- Opening Delimiter -

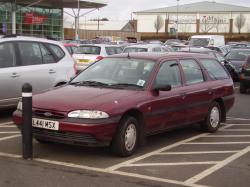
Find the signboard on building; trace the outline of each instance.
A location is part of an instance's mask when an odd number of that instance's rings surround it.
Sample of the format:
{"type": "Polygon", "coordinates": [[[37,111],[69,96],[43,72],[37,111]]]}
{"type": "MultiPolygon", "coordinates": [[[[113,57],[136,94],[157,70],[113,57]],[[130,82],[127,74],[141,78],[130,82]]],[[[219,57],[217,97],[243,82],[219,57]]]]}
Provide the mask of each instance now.
{"type": "Polygon", "coordinates": [[[24,23],[25,24],[43,24],[47,19],[47,16],[36,15],[35,13],[25,13],[24,14],[24,23]]]}

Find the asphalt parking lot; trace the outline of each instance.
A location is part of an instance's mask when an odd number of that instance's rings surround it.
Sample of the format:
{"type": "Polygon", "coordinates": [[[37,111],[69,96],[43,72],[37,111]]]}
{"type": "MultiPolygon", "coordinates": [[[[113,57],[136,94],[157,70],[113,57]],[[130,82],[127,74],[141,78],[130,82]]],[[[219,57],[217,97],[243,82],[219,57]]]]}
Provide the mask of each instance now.
{"type": "Polygon", "coordinates": [[[198,125],[148,138],[129,158],[108,148],[40,144],[34,159],[21,158],[12,111],[0,114],[0,186],[218,186],[249,187],[250,94],[241,95],[215,134],[198,125]]]}

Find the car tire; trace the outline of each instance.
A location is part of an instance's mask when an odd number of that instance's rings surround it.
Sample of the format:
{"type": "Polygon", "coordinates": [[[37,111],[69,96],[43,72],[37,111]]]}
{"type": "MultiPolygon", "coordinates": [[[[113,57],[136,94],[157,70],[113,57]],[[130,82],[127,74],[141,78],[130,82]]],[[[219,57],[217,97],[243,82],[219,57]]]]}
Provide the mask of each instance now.
{"type": "Polygon", "coordinates": [[[217,102],[210,104],[208,114],[205,120],[201,123],[201,128],[206,132],[216,132],[220,127],[221,122],[221,109],[217,102]]]}
{"type": "Polygon", "coordinates": [[[113,154],[121,157],[134,153],[138,143],[138,121],[132,116],[122,118],[111,143],[113,154]]]}
{"type": "Polygon", "coordinates": [[[240,93],[246,93],[247,92],[247,88],[245,86],[245,84],[243,84],[242,82],[240,82],[240,93]]]}

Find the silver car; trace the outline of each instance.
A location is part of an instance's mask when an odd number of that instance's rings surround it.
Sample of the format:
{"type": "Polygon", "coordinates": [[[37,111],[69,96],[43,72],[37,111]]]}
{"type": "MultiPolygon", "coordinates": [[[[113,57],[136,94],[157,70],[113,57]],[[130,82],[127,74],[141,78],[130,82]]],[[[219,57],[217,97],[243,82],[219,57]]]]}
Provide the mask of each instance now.
{"type": "Polygon", "coordinates": [[[125,47],[123,53],[138,53],[138,52],[173,52],[171,47],[166,47],[160,44],[141,44],[130,45],[125,47]]]}
{"type": "Polygon", "coordinates": [[[56,41],[7,36],[0,39],[0,108],[15,106],[22,85],[39,93],[68,82],[76,73],[74,60],[56,41]]]}

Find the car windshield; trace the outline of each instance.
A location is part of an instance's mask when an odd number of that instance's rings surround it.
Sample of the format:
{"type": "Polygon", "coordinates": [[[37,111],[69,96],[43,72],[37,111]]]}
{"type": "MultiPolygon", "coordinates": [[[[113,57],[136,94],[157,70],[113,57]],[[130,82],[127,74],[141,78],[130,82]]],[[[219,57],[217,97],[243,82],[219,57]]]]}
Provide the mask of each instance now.
{"type": "Polygon", "coordinates": [[[80,46],[75,51],[75,54],[91,54],[100,55],[101,47],[99,46],[80,46]]]}
{"type": "Polygon", "coordinates": [[[209,44],[208,38],[191,38],[189,45],[190,46],[199,46],[199,47],[206,47],[209,44]]]}
{"type": "Polygon", "coordinates": [[[148,82],[154,64],[142,59],[105,58],[81,72],[69,84],[142,89],[148,82]]]}
{"type": "Polygon", "coordinates": [[[134,53],[134,52],[147,52],[147,48],[139,48],[139,47],[128,47],[125,48],[123,53],[134,53]]]}
{"type": "Polygon", "coordinates": [[[226,59],[227,60],[239,60],[239,61],[245,61],[246,58],[250,55],[250,50],[249,51],[230,51],[226,59]]]}

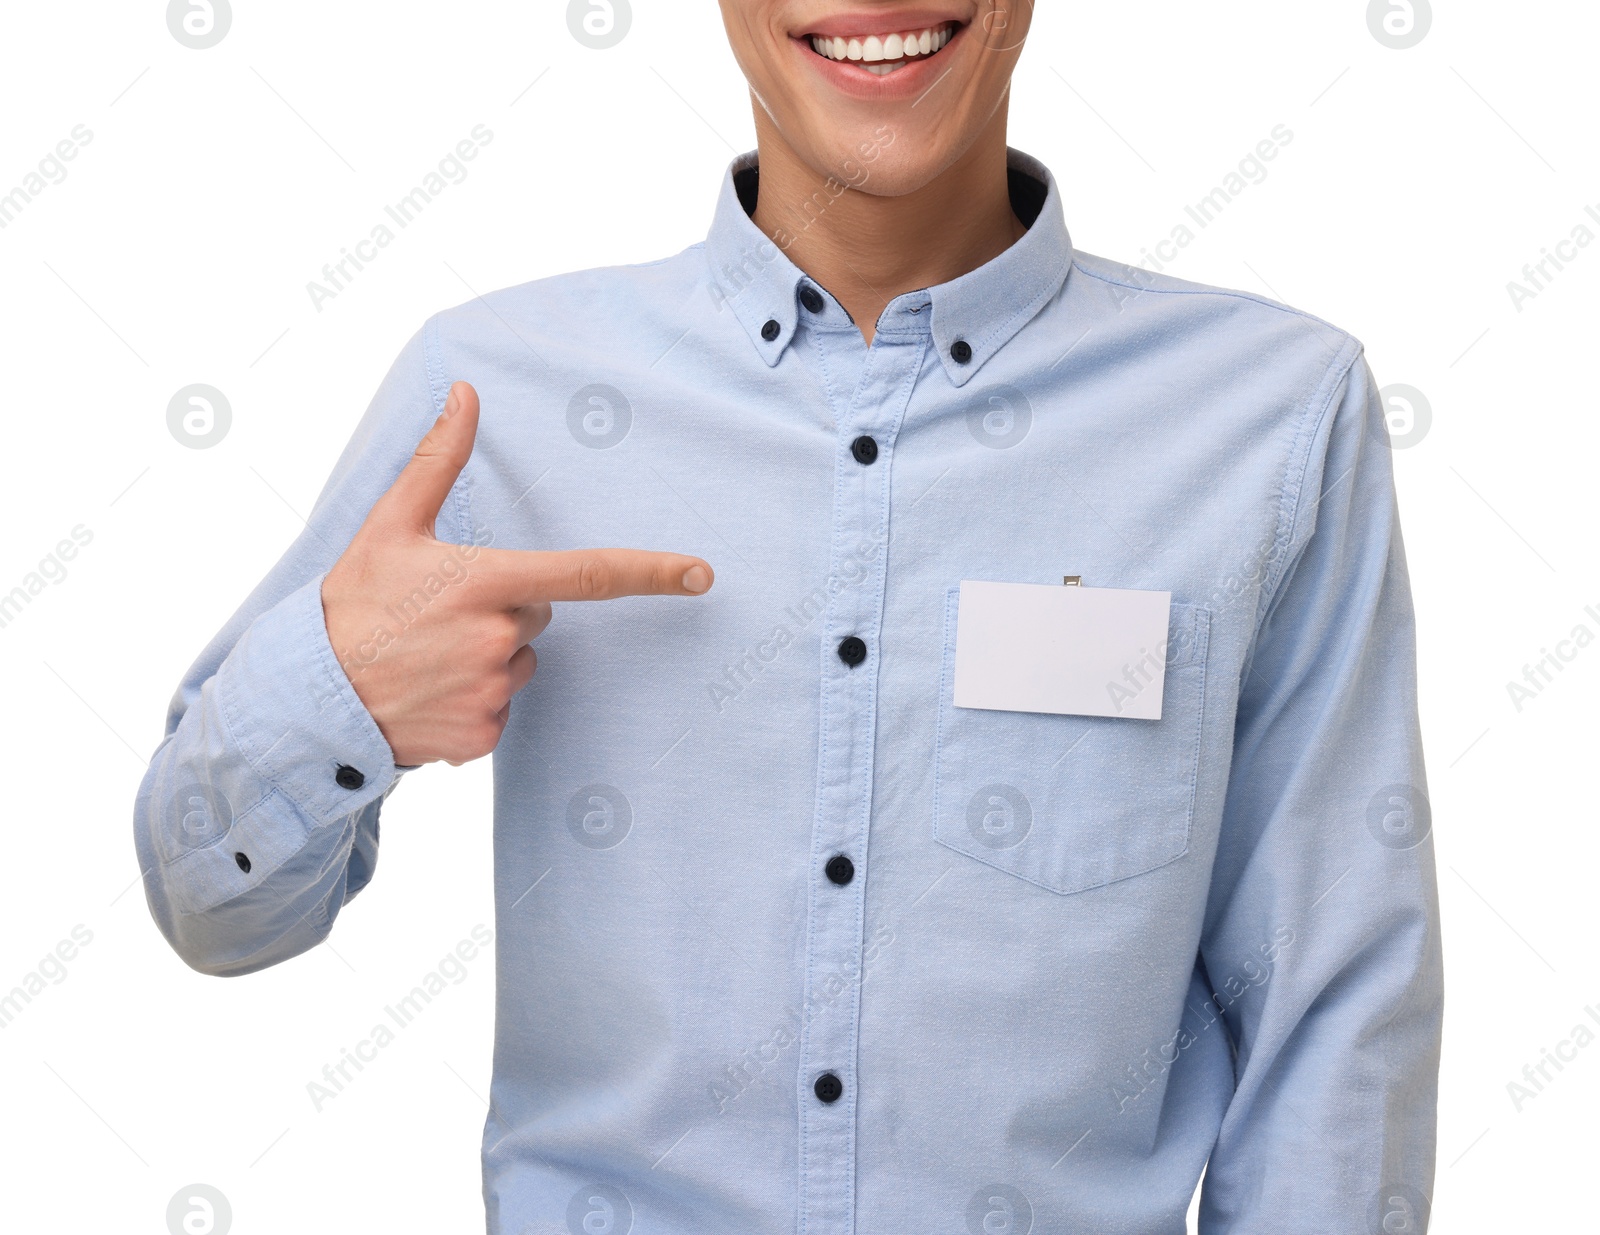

- Closing Delimiter -

WORK REQUEST:
Collect the lines of the data that carry the word "Find".

TASK RESULT:
Find the signboard on building; trace the outline of each instance.
Find the asphalt parking lot; trace the outline of each instance.
Find the car tire; trace the outline of each instance.
Find the silver car; trace the outline of each instance.
Find the car windshield; trace the outline of each instance.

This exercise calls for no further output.